Collected data

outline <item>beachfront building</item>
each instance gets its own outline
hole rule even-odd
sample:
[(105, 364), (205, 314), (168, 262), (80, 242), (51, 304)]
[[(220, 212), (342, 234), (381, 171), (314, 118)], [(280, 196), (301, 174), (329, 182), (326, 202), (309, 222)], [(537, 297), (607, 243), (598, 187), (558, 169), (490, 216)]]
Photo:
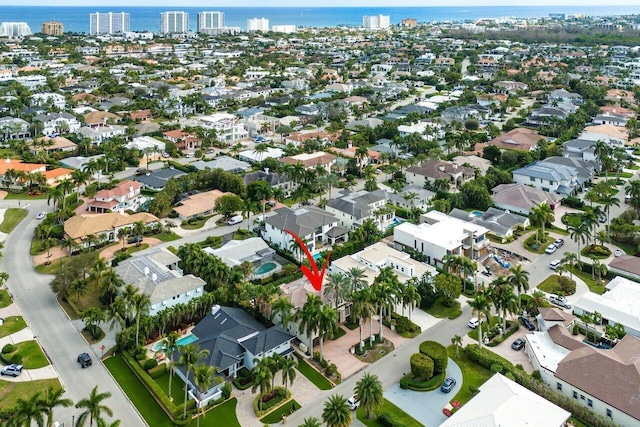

__Task__
Copy each line of the data that contains the word "outline", leaving the other lines out.

__Reply__
outline <item>beachfront building</item>
each instance gets its own outline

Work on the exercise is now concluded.